Exercise directions -> Revise the lines below so that "a point for each instance" becomes "one point per instance" everywhere it appears, leaving everything else untouched.

Supplied records ->
** Start **
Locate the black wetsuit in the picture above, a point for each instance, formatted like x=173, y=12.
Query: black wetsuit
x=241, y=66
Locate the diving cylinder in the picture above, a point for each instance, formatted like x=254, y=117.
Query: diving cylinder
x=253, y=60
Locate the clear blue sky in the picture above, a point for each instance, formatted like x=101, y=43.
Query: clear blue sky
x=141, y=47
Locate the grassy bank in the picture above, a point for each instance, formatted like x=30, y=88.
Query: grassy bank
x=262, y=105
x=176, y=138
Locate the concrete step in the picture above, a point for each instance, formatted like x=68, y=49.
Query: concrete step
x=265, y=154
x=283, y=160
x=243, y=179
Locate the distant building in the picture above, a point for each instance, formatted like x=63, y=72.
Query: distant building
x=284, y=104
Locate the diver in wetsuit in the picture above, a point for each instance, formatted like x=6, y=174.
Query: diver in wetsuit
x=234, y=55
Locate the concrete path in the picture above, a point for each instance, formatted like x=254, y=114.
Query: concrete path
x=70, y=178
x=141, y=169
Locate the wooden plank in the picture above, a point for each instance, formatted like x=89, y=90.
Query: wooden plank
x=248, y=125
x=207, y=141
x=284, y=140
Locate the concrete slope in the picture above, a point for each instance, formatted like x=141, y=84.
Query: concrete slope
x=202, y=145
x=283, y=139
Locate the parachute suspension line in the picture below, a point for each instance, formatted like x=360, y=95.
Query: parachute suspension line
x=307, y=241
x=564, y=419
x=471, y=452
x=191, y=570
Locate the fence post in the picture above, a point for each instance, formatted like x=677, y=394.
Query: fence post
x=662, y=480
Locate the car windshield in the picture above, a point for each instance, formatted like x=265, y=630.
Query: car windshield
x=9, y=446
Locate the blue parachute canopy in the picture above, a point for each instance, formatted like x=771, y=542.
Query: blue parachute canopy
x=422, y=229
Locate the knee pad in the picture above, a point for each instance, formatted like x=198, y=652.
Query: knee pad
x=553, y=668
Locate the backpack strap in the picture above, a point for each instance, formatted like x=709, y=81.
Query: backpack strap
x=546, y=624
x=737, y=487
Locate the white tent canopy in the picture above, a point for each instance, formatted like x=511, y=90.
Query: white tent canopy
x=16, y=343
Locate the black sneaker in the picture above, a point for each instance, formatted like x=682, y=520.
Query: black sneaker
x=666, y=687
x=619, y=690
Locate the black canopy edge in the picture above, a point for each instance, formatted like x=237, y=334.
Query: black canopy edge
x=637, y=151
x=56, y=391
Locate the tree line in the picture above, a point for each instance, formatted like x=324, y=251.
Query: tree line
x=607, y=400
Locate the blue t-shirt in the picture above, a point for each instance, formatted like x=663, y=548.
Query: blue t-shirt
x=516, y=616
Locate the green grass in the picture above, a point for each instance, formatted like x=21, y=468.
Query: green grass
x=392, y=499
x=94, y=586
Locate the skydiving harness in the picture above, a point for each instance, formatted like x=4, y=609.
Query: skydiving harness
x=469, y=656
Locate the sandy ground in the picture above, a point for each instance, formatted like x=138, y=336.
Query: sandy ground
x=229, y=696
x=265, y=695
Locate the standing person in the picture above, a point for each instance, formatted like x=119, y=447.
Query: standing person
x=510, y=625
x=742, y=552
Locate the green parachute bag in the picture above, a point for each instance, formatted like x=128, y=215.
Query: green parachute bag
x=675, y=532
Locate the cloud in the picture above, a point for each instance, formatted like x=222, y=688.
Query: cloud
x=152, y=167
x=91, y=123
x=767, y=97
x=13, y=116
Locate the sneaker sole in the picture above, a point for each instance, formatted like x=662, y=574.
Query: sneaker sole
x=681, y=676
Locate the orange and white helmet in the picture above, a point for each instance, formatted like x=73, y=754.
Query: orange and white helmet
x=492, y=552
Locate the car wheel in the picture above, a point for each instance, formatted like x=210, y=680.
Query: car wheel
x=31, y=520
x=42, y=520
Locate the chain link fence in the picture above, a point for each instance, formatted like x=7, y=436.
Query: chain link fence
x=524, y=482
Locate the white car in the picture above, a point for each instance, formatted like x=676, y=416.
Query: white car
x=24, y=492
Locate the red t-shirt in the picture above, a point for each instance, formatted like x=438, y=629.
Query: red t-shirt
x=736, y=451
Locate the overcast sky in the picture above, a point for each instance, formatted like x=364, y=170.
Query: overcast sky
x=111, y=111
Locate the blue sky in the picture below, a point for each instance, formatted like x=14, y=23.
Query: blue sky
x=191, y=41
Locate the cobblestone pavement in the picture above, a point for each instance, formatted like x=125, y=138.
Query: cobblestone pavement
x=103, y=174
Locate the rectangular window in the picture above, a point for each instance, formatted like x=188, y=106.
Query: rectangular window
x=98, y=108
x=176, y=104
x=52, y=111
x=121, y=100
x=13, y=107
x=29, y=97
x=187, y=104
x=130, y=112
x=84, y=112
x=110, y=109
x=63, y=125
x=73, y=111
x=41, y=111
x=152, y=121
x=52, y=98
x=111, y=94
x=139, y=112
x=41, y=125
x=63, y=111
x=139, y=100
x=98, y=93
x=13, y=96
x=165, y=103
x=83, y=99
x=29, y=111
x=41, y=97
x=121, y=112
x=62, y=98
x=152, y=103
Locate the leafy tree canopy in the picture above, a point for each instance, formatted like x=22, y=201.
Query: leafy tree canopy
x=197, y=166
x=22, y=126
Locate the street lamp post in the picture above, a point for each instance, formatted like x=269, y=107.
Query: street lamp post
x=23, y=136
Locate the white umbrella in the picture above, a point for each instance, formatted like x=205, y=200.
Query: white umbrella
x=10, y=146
** End **
Expected answer ->
Locate the black wetsuit in the picture above, one point per instance, formatted like x=173, y=12.
Query: black wetsuit
x=241, y=66
Locate the diving cylinder in the picture above, one point per instance, formatted like x=254, y=117.
Query: diving cylinder
x=253, y=60
Locate the clear blue sky in the picture above, one point per instance, formatted like x=101, y=43.
Query: clear blue sky
x=141, y=47
Locate the grassy bank in the picture above, one point per instance, formatted like x=30, y=88.
Query: grassy bank
x=262, y=105
x=176, y=138
Locate the concrete step in the picture above, one point per instance, formatted like x=68, y=49.
Query: concrete step
x=265, y=154
x=283, y=160
x=243, y=179
Locate the distant building in the picture above, one point per instance, formatted like x=63, y=72.
Query: distant building
x=284, y=104
Locate the diver in wetsuit in the picture above, one point per instance, formatted like x=6, y=174.
Query: diver in wetsuit
x=234, y=55
Locate the concrete path in the picture above, one point per instance, formatted like x=254, y=114.
Query: concrete path
x=70, y=178
x=141, y=169
Locate the wooden plank in the picture above, one point per instance, formatted like x=89, y=90.
Query: wooden plank
x=248, y=125
x=207, y=141
x=284, y=140
Locate the concrete slope in the picture above, one point per instance, formatted like x=141, y=84.
Query: concrete slope
x=202, y=145
x=283, y=139
Locate the parachute suspension line in the picture below, one point per instance, formatted like x=360, y=95.
Query: parachute suspension line
x=307, y=241
x=564, y=419
x=471, y=452
x=191, y=570
Locate the fence post in the picture above, one point per instance, formatted like x=677, y=394.
Query: fence post
x=662, y=480
Locate the car windshield in the picture above, one point per instance, formatted like x=265, y=630.
Query: car windshield
x=9, y=446
Locate the blue parachute canopy in the picture above, one point per instance, formatted like x=771, y=542.
Query: blue parachute canopy
x=422, y=229
Locate the knee pad in the picture above, one point per instance, formatted like x=198, y=652.
Query: knee pad
x=553, y=668
Locate the backpack strap in the picture above, one point per instance, formatted like x=709, y=81.
Query: backpack strap
x=546, y=624
x=737, y=487
Locate the white tent canopy in the picture above, one point per instance, formatted like x=511, y=90.
Query: white tent canopy
x=16, y=343
Locate the black sneaker in the picture above, one point per instance, formatted like x=682, y=520.
Query: black sneaker
x=666, y=687
x=619, y=690
Locate the black canopy edge in the picture above, one point per instance, formatted like x=237, y=334.
Query: black canopy edge
x=637, y=151
x=56, y=391
Locate the tree line in the picture above, one point per instance, formatted like x=324, y=251.
Query: tree line
x=607, y=400
Locate the blue t-shirt in the picture above, one point per instance, formatted like x=663, y=548.
Query: blue t-shirt
x=516, y=616
Locate the green grass in the picture above, one point per instance, formatted like x=21, y=468.
Query: green grass
x=392, y=499
x=94, y=586
Locate the skydiving harness in the picture above, one point per instance, formatted like x=4, y=609.
Query: skydiving harness
x=469, y=656
Locate the sandy ground in the picture above, one point per instance, formatted like x=138, y=336.
Query: sandy ground
x=229, y=696
x=265, y=695
Locate the standing person in the picture above, one point per instance, formatted like x=119, y=447.
Query: standing person
x=510, y=625
x=742, y=552
Locate the green parachute bag in the picture above, one point per instance, formatted like x=128, y=215.
Query: green parachute bag
x=675, y=532
Locate the cloud in the picture above, one point per instance, formatted like x=222, y=688.
Query: cloud
x=152, y=167
x=91, y=123
x=767, y=97
x=13, y=116
Locate the sneaker sole in the picture above, one point per instance, formatted like x=662, y=574.
Query: sneaker sole
x=681, y=676
Locate the orange and white helmet in the picture above, one point per instance, formatted like x=73, y=754.
Query: orange and white helmet
x=492, y=552
Locate the car wheel in the picture above, one point per instance, formatted like x=210, y=680.
Query: car wheel
x=31, y=520
x=42, y=520
Locate the chain link fence in the picture above, one point per instance, formatted like x=7, y=436.
Query: chain link fence
x=524, y=482
Locate the white car in the picture above, one point per instance, formatted like x=676, y=416.
Query: white car
x=24, y=492
Locate the red t-shirt in the picture above, one point per instance, formatted like x=438, y=629.
Query: red t-shirt
x=736, y=451
Locate the overcast sky in the picture above, one point per instance, formatted like x=364, y=170.
Query: overcast sky
x=111, y=111
Locate the blue sky in the picture below, one point per instance, formatted like x=14, y=23.
Query: blue sky
x=191, y=41
Locate the cobblestone pavement in the picture above, one point per instance, formatted like x=125, y=138.
Query: cobblestone pavement
x=103, y=174
Locate the rectangular window in the picture above, one point per instance, formatted like x=188, y=106.
Query: rectangular window
x=98, y=108
x=176, y=104
x=52, y=111
x=121, y=100
x=13, y=107
x=29, y=97
x=187, y=104
x=130, y=112
x=84, y=112
x=110, y=109
x=63, y=125
x=73, y=111
x=41, y=111
x=152, y=121
x=52, y=98
x=111, y=94
x=139, y=112
x=41, y=125
x=63, y=111
x=139, y=100
x=98, y=93
x=13, y=96
x=165, y=103
x=83, y=99
x=29, y=111
x=41, y=97
x=121, y=112
x=62, y=98
x=152, y=103
Locate the leafy tree canopy in the picture above, one point per instance, formatted like x=22, y=201.
Query: leafy tree canopy
x=197, y=166
x=22, y=126
Locate the street lamp post in the picture above, one point per instance, formatted like x=269, y=107.
Query: street lamp post
x=23, y=136
Locate the white umbrella in the picture above, one point per instance, formatted like x=205, y=200.
Query: white umbrella
x=10, y=146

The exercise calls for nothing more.